-- Opening Marker --
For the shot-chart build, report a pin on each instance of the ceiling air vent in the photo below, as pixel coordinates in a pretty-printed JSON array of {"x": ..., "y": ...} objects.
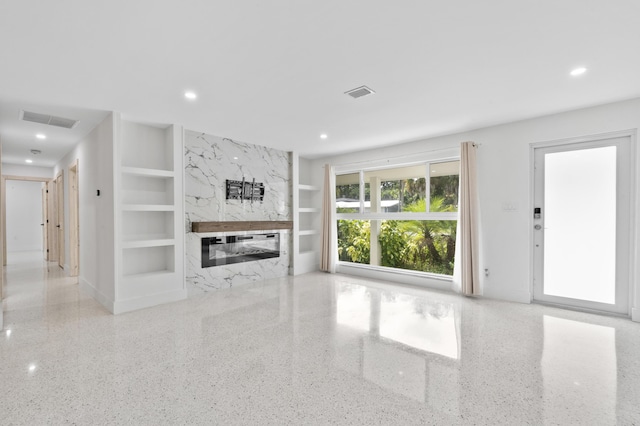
[
  {"x": 359, "y": 92},
  {"x": 50, "y": 120}
]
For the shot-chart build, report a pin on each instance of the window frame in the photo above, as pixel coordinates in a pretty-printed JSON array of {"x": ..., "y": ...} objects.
[
  {"x": 427, "y": 215},
  {"x": 426, "y": 158}
]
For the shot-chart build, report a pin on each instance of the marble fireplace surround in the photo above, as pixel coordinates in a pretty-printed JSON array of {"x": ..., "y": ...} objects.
[
  {"x": 236, "y": 225},
  {"x": 208, "y": 163}
]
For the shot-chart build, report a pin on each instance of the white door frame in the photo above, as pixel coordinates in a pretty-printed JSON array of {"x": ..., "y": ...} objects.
[
  {"x": 3, "y": 208},
  {"x": 634, "y": 287},
  {"x": 74, "y": 220}
]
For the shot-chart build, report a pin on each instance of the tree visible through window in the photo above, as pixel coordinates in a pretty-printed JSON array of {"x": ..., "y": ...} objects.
[{"x": 425, "y": 244}]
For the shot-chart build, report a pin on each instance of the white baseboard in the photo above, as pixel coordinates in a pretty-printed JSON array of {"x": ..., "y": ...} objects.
[
  {"x": 129, "y": 305},
  {"x": 513, "y": 296},
  {"x": 93, "y": 292}
]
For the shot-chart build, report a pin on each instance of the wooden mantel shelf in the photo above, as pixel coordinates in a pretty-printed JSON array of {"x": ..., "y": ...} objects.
[{"x": 260, "y": 225}]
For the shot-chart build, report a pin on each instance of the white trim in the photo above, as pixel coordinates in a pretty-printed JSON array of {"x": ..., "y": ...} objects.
[
  {"x": 420, "y": 279},
  {"x": 634, "y": 205},
  {"x": 398, "y": 216},
  {"x": 438, "y": 155},
  {"x": 97, "y": 295},
  {"x": 586, "y": 138},
  {"x": 147, "y": 301}
]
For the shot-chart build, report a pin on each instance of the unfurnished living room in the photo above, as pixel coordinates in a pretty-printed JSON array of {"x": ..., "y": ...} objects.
[{"x": 309, "y": 213}]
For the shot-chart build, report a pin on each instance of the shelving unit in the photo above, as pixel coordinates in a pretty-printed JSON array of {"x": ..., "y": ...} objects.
[
  {"x": 149, "y": 215},
  {"x": 306, "y": 202}
]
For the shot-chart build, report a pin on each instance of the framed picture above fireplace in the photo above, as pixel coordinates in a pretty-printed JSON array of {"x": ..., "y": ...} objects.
[{"x": 245, "y": 190}]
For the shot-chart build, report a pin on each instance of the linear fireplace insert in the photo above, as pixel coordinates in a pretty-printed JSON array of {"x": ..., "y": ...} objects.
[{"x": 218, "y": 251}]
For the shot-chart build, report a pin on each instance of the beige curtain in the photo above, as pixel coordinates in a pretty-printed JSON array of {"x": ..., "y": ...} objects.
[
  {"x": 329, "y": 230},
  {"x": 467, "y": 273}
]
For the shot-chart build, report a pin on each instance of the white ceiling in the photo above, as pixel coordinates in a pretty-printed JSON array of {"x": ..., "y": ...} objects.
[{"x": 274, "y": 72}]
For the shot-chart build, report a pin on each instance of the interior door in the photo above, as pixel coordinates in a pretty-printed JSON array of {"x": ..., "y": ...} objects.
[
  {"x": 45, "y": 228},
  {"x": 60, "y": 218},
  {"x": 581, "y": 225}
]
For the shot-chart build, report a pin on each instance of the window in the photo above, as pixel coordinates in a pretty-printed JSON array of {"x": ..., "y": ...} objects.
[{"x": 384, "y": 218}]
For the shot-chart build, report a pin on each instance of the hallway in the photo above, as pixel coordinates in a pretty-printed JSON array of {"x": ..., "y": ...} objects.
[{"x": 312, "y": 349}]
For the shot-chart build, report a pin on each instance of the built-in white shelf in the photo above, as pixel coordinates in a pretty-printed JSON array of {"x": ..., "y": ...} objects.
[
  {"x": 148, "y": 243},
  {"x": 150, "y": 212},
  {"x": 302, "y": 187},
  {"x": 308, "y": 210},
  {"x": 140, "y": 171},
  {"x": 148, "y": 207}
]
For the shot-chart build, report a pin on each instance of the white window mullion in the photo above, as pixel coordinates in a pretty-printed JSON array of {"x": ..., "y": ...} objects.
[
  {"x": 362, "y": 191},
  {"x": 428, "y": 187}
]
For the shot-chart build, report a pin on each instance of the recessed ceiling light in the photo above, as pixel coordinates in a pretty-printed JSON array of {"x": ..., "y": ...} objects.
[{"x": 578, "y": 71}]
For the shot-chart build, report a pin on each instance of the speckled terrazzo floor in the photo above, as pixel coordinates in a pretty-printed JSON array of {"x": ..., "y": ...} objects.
[{"x": 314, "y": 349}]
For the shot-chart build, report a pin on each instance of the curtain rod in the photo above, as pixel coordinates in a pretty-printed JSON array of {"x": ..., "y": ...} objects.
[{"x": 402, "y": 156}]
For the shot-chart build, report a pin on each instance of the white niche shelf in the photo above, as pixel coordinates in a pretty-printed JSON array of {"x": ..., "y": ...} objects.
[{"x": 306, "y": 209}]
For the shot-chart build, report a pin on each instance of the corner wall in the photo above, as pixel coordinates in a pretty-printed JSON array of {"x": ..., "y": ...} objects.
[
  {"x": 505, "y": 178},
  {"x": 95, "y": 171}
]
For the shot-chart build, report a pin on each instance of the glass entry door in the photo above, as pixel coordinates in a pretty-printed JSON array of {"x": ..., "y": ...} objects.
[{"x": 581, "y": 225}]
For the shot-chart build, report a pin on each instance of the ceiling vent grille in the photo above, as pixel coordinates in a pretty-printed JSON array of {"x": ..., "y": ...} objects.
[
  {"x": 359, "y": 92},
  {"x": 50, "y": 120}
]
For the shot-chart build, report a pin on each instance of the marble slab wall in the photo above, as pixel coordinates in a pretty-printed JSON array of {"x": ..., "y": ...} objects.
[{"x": 209, "y": 162}]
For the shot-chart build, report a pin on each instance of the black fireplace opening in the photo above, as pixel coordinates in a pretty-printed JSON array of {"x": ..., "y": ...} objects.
[{"x": 231, "y": 249}]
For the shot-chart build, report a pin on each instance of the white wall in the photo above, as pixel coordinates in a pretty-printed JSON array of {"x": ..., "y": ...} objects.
[
  {"x": 504, "y": 177},
  {"x": 29, "y": 171},
  {"x": 24, "y": 215},
  {"x": 95, "y": 171}
]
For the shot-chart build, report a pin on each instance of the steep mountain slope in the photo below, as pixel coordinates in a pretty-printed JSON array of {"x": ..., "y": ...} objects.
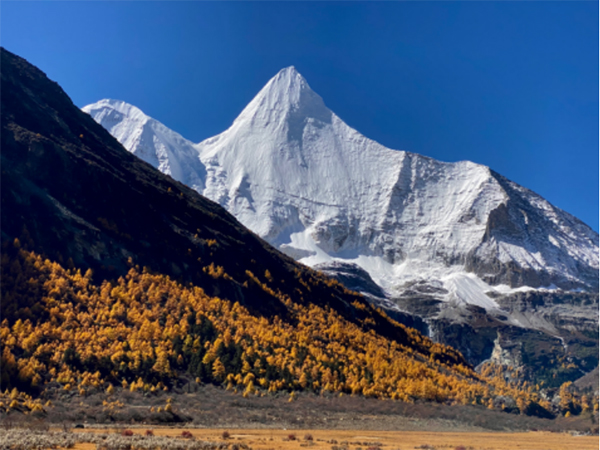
[
  {"x": 452, "y": 243},
  {"x": 214, "y": 303},
  {"x": 71, "y": 192}
]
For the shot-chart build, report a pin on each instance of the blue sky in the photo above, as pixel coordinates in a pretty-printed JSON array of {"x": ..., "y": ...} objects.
[{"x": 512, "y": 85}]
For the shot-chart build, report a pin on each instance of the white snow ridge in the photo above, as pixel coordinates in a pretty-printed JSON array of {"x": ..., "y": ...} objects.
[{"x": 290, "y": 170}]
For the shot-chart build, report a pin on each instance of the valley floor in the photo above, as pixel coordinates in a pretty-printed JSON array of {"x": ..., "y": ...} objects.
[{"x": 271, "y": 439}]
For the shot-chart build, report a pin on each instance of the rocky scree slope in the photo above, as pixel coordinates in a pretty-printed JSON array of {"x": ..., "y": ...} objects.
[{"x": 450, "y": 243}]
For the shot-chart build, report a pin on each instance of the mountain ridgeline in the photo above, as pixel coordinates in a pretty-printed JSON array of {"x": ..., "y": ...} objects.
[
  {"x": 114, "y": 274},
  {"x": 454, "y": 249}
]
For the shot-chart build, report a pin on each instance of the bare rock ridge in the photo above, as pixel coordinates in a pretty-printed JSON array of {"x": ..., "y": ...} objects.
[
  {"x": 73, "y": 194},
  {"x": 440, "y": 240}
]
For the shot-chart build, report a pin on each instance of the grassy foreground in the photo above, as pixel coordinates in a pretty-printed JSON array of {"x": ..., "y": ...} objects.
[{"x": 270, "y": 439}]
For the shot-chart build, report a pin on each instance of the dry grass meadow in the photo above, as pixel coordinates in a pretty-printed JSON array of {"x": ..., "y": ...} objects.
[{"x": 271, "y": 439}]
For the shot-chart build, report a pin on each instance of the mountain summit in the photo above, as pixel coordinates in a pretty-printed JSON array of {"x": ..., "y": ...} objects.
[{"x": 453, "y": 235}]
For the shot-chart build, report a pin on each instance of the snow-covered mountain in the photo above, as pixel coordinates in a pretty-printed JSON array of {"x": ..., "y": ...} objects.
[
  {"x": 297, "y": 175},
  {"x": 478, "y": 261}
]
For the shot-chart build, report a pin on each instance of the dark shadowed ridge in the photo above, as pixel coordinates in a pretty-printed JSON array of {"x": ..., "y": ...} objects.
[{"x": 71, "y": 192}]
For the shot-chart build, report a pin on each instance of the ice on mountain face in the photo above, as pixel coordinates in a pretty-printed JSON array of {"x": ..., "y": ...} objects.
[
  {"x": 293, "y": 172},
  {"x": 151, "y": 141}
]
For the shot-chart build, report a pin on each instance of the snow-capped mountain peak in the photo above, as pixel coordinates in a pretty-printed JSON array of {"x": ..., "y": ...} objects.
[
  {"x": 286, "y": 101},
  {"x": 293, "y": 172}
]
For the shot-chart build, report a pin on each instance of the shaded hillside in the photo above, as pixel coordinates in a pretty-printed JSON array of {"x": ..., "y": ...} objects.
[
  {"x": 71, "y": 192},
  {"x": 178, "y": 287}
]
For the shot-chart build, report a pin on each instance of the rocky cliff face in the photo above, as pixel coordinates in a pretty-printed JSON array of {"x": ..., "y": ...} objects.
[{"x": 455, "y": 244}]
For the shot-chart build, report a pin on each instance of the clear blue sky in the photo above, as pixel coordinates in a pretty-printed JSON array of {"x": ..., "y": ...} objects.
[{"x": 512, "y": 85}]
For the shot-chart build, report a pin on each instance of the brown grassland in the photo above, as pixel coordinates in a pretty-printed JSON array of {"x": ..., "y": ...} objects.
[{"x": 267, "y": 439}]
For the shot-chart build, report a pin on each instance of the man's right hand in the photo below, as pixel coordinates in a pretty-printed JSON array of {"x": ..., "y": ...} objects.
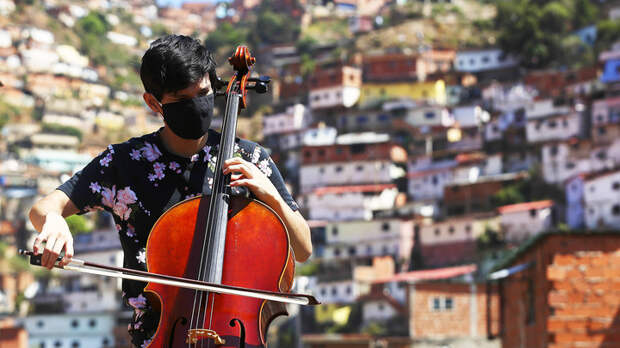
[{"x": 57, "y": 237}]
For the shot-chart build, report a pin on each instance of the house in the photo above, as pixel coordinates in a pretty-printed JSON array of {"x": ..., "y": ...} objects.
[
  {"x": 483, "y": 60},
  {"x": 553, "y": 83},
  {"x": 605, "y": 119},
  {"x": 368, "y": 239},
  {"x": 561, "y": 288},
  {"x": 601, "y": 201},
  {"x": 71, "y": 330},
  {"x": 340, "y": 203},
  {"x": 520, "y": 221},
  {"x": 334, "y": 86},
  {"x": 471, "y": 196},
  {"x": 446, "y": 305},
  {"x": 355, "y": 159},
  {"x": 561, "y": 161},
  {"x": 453, "y": 240},
  {"x": 433, "y": 92}
]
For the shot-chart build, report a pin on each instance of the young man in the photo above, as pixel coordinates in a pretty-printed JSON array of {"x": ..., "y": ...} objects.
[{"x": 136, "y": 181}]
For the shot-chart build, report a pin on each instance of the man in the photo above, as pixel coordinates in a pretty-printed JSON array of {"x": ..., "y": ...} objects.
[{"x": 136, "y": 181}]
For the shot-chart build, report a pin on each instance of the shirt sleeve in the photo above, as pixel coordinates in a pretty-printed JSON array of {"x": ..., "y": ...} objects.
[
  {"x": 269, "y": 168},
  {"x": 87, "y": 188}
]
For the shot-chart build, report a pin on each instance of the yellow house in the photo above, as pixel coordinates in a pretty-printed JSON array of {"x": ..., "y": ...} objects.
[{"x": 432, "y": 91}]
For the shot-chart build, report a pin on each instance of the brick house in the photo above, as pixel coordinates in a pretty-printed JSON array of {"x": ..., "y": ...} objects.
[{"x": 562, "y": 289}]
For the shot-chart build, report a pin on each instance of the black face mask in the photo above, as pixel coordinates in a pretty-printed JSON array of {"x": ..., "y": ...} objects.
[{"x": 189, "y": 118}]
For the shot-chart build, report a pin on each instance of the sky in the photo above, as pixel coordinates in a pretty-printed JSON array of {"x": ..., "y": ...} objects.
[{"x": 177, "y": 3}]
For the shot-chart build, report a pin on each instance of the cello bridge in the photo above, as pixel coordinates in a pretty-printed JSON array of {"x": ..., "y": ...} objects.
[{"x": 194, "y": 335}]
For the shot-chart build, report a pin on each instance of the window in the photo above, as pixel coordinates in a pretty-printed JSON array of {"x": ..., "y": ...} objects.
[
  {"x": 448, "y": 303},
  {"x": 436, "y": 304},
  {"x": 553, "y": 150}
]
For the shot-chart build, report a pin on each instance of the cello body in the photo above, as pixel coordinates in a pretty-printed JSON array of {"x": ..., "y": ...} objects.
[{"x": 257, "y": 255}]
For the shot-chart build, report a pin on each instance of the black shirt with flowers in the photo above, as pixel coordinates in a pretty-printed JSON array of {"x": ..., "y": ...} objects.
[{"x": 136, "y": 181}]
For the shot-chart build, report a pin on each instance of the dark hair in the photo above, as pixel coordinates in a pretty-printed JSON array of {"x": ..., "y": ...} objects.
[{"x": 173, "y": 62}]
-- Closing Marker --
#### TASK:
Would you repeat the lines from the one containing "the dark hair" through the end of the data, exactly, with nothing before or after them?

#### EXERCISE SOLUTION:
For the shot-chart build, report a pin on each instance of the dark hair in the photo above, as pixel coordinates in a pretty-printed JSON array of {"x": ..., "y": ...} objects.
[{"x": 173, "y": 62}]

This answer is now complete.